Quote each record exactly, please, leaving none out.

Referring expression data

=-=-=

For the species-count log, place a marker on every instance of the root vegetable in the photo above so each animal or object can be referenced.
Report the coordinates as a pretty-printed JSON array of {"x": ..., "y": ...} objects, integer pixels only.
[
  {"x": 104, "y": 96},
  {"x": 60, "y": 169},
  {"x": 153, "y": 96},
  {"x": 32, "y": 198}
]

=-=-=

Task output:
For the species-count log, place a marker on every instance of the root vegetable in the photo above so each animal or object can be referenced.
Report the coordinates as a pretty-printed JSON array of {"x": ..., "y": ...} objects, integer pixels only.
[
  {"x": 104, "y": 96},
  {"x": 60, "y": 169},
  {"x": 153, "y": 96},
  {"x": 32, "y": 198}
]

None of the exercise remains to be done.